** Begin Dataset records **
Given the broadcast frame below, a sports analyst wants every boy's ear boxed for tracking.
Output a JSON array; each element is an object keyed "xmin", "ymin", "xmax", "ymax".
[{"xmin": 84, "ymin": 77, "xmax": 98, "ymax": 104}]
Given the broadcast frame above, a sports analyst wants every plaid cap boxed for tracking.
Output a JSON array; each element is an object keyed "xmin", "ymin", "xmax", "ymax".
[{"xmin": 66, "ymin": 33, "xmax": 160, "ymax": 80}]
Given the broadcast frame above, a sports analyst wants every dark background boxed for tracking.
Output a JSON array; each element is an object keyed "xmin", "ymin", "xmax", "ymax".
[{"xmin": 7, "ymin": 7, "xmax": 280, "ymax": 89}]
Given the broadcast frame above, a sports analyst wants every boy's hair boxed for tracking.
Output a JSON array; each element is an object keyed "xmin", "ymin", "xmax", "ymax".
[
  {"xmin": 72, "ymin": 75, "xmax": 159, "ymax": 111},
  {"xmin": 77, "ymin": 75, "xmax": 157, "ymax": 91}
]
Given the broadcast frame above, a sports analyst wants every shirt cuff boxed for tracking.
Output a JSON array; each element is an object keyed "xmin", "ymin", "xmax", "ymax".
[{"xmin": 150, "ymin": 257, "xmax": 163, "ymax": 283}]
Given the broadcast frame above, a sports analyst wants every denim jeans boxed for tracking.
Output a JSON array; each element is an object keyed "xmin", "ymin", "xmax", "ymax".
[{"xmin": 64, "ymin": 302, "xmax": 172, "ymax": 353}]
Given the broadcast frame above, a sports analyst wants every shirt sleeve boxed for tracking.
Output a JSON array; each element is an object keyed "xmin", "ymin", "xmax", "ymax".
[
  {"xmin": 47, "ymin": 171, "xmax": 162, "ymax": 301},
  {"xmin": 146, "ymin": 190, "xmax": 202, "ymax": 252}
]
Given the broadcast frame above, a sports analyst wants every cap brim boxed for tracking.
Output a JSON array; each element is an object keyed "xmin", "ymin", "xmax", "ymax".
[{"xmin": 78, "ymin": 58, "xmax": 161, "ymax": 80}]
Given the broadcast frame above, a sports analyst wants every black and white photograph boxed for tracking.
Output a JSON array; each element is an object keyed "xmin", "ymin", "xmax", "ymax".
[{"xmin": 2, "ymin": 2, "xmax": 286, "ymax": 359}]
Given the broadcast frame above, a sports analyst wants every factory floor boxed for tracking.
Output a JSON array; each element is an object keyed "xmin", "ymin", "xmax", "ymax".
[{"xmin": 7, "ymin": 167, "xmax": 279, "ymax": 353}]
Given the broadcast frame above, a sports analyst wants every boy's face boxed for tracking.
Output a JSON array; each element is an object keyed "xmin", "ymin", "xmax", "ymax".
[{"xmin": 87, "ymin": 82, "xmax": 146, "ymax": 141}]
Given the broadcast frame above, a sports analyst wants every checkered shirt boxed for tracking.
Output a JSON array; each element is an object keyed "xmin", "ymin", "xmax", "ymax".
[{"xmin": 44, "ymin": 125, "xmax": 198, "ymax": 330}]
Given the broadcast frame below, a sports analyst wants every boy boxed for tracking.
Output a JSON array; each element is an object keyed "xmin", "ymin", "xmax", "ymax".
** End Dataset records **
** Begin Dataset records **
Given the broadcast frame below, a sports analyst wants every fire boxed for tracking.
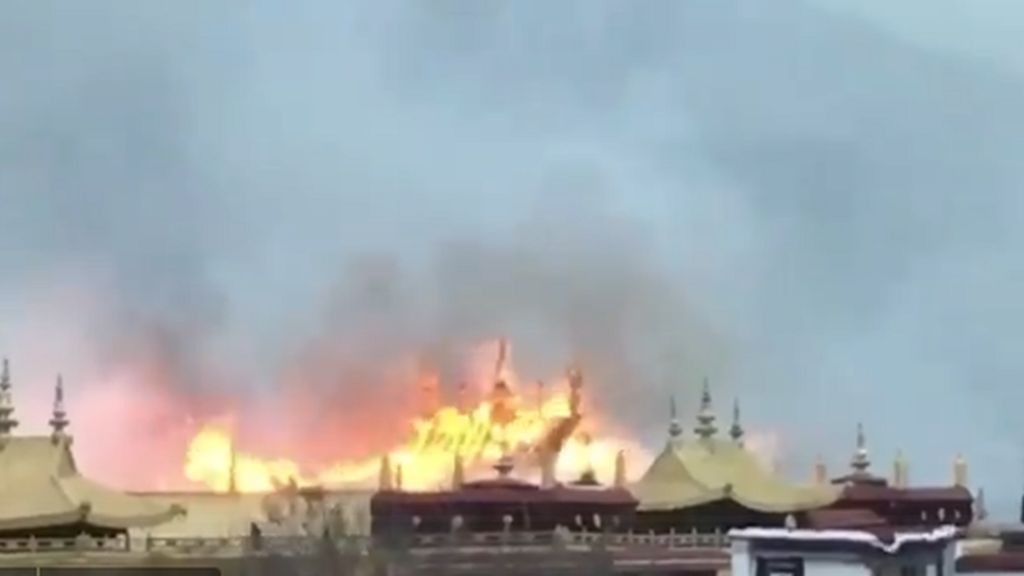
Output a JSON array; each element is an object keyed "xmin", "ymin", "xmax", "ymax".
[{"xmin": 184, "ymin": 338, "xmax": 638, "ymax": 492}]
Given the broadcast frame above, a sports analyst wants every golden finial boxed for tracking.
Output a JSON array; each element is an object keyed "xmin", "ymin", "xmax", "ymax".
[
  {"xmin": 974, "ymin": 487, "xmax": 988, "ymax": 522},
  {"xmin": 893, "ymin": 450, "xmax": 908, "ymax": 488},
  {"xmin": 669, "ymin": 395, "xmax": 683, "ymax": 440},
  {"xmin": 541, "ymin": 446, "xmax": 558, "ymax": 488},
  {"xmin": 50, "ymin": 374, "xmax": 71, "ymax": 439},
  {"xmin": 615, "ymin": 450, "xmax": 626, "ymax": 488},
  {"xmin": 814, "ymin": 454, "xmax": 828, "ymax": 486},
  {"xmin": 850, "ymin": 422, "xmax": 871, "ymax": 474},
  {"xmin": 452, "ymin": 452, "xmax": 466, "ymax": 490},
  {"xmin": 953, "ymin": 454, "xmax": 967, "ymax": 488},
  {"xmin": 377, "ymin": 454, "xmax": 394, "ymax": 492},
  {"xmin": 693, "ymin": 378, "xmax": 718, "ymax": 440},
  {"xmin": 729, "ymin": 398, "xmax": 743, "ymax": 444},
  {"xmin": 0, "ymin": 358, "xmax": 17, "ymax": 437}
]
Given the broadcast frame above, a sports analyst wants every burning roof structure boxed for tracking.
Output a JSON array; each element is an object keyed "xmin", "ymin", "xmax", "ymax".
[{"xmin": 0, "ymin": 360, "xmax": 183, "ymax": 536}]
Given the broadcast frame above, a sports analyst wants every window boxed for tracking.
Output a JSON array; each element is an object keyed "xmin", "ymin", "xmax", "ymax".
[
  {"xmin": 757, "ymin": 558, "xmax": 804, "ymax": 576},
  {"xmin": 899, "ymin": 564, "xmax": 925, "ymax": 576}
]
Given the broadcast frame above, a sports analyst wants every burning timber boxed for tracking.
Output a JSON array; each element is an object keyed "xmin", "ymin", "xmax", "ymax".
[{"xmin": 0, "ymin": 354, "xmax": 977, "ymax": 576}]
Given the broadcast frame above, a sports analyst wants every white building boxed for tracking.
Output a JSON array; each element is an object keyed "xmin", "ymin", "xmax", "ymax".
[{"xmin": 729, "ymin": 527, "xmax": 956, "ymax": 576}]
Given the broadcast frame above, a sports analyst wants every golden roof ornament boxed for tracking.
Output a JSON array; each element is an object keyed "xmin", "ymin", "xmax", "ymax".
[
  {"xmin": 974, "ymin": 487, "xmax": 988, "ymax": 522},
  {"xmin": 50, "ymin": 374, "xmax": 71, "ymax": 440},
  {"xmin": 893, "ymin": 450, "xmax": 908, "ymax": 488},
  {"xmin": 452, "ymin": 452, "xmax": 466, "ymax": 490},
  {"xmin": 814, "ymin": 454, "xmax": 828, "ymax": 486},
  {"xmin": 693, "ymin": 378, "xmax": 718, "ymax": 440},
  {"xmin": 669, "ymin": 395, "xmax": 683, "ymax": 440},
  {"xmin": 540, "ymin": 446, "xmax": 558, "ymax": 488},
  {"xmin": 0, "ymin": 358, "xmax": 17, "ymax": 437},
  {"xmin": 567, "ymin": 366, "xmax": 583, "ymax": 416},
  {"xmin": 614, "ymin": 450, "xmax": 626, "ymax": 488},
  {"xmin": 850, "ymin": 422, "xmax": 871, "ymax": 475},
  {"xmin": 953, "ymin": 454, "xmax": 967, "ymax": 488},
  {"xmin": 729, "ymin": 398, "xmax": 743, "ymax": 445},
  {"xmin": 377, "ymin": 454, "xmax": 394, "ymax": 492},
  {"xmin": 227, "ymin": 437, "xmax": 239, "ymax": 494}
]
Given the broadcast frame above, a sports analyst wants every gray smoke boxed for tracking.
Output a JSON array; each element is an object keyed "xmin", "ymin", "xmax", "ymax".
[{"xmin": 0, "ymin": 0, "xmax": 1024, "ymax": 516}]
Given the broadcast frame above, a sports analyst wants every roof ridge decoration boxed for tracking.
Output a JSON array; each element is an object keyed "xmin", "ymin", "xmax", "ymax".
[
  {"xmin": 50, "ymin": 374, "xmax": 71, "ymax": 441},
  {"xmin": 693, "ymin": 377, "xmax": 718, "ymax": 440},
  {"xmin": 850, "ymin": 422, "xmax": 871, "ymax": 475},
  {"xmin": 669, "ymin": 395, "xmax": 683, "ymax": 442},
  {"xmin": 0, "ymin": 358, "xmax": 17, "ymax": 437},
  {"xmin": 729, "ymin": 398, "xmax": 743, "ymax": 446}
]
** End Dataset records **
__Short exercise__: How many lines in the records above contain the string "roof", with case treated as significant? State only the number.

__Task answer__: 3